§ Exercices à traiter:
- A) Résumez l'extrait en deux phrases.
- B) Recopiez à l'identique le passage de l'extrait allant de « Un photographe ouvrier » à « destinée imagée. ».

Un photographe ouvrier saisonnier à la sucrerie de Brienon
1980,
je viens de me planter avec un reportage photos invendues pour lequel
j'avais engagé temps, argent, et famille. Assumer un loyer parisien
devient difficile. La proposition parentale d'un logement modeste et
modique nous fait échouer à Laroche Migennes. Il me faut me résoudre à
perdre ma vie à la gagner. La saison de la campagne sucrière va débuter
en septembre pour une durée de 3 mois : l'aubaine. En effet en ces
temps reculés de la fin du XXe siècle, les travailleurs salariés
bénéficient d'une année d'indemnités de chômage après 3 mois de
travail. Je pourrais donc ensuite me consacrer plus facilement à ma
destinée imagée.

§ Matériel fourni:

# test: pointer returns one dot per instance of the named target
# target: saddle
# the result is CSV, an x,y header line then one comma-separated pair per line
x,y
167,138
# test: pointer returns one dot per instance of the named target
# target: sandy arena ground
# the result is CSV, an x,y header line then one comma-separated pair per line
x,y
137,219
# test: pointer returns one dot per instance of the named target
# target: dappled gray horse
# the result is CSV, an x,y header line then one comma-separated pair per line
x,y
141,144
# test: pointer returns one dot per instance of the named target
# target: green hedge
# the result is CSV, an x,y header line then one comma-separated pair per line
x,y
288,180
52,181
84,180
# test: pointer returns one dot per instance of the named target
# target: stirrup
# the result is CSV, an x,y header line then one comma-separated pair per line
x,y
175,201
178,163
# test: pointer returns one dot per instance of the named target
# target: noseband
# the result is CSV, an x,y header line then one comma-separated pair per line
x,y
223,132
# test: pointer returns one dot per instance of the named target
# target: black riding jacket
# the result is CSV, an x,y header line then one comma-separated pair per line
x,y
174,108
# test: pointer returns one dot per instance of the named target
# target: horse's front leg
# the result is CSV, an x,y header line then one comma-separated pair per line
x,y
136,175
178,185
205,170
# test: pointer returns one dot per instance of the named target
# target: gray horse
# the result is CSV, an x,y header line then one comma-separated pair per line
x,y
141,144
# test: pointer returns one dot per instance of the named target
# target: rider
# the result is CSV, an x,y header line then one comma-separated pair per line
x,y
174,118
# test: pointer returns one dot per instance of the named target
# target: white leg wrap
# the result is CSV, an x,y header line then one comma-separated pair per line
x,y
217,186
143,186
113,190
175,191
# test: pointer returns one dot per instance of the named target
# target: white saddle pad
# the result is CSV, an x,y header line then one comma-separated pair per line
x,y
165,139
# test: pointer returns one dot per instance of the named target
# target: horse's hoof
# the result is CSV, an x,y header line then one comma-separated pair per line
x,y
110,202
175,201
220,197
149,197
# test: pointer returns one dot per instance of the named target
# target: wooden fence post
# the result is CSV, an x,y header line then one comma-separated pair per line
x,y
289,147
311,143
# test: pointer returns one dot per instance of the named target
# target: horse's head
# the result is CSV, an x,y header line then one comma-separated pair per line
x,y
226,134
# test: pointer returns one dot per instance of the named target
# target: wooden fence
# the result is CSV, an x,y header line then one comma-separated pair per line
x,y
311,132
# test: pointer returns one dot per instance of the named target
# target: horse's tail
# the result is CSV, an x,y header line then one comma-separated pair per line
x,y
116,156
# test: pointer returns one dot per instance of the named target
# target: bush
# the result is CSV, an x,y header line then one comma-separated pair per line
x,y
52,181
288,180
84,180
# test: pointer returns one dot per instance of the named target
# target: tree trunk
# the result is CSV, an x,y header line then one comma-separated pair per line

§ Corrigé des exercices:
- A) En 1980, après un reportage photo resté invendu, le photographe ne peut plus assumer un loyer parisien et s'installe à Laroche Migennes dans un logement modeste proposé par ses parents. Il compte travailler pendant la campagne sucrière de trois mois qui débute en septembre, ce qui lui donnera droit à une année d'indemnités de chômage pour se consacrer ensuite à sa destinée imagée.

- B)
Un photographe ouvrier saisonnier à la sucrerie de Brienon
1980,
je viens de me planter avec un reportage photos invendues pour lequel
j'avais engagé temps, argent, et famille. Assumer un loyer parisien
devient difficile. La proposition parentale d'un logement modeste et
modique nous fait échouer à Laroche Migennes. Il me faut me résoudre à
perdre ma vie à la gagner. La saison de la campagne sucrière va débuter
en septembre pour une durée de 3 mois : l'aubaine. En effet en ces
temps reculés de la fin du XXe siècle, les travailleurs salariés
bénéficient d'une année d'indemnités de chômage après 3 mois de
travail. Je pourrais donc ensuite me consacrer plus facilement à ma
destinée imagée.